— BEGIN MATERIAL SHOWN —

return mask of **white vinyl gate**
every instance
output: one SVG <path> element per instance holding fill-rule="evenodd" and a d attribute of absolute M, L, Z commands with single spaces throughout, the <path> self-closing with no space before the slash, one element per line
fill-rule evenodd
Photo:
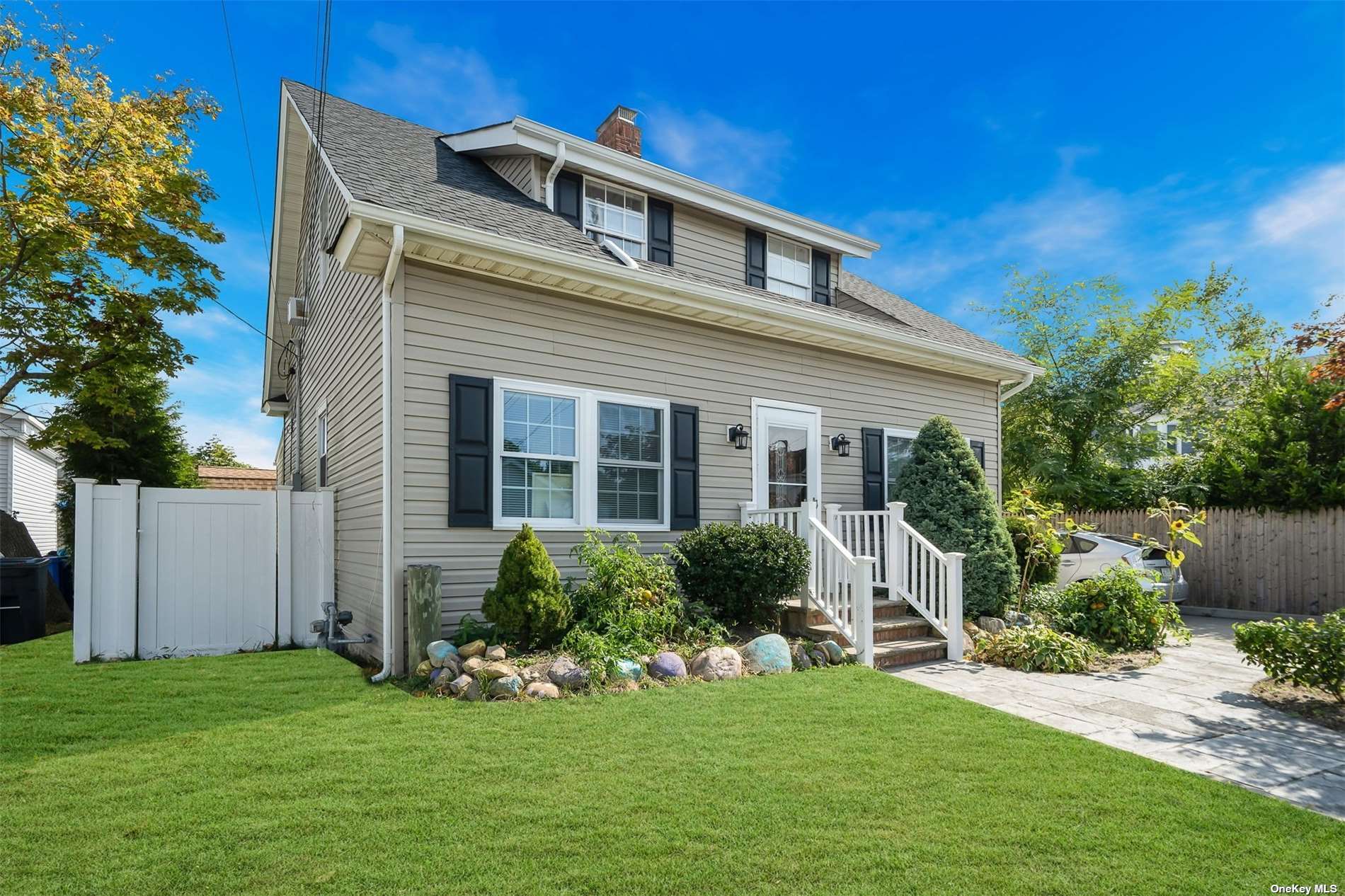
<path fill-rule="evenodd" d="M 75 662 L 311 646 L 332 599 L 331 490 L 75 480 Z"/>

— END MATERIAL SHOWN —

• [GIVEN INSTRUCTION] Copy out every line of the records above word for word, leaving out the pictures.

• [RESPONSE FOR THIS EXERCISE]
return mask of **white vinyl gate**
every instance
output: one SVG <path> element per instance holding fill-rule="evenodd" and a d attribute of absolute M, L, Z commands with single spaces throughout, the <path> self-closing with no space before the slash, one element per line
fill-rule evenodd
Photo:
<path fill-rule="evenodd" d="M 75 662 L 311 646 L 332 599 L 331 490 L 75 480 Z"/>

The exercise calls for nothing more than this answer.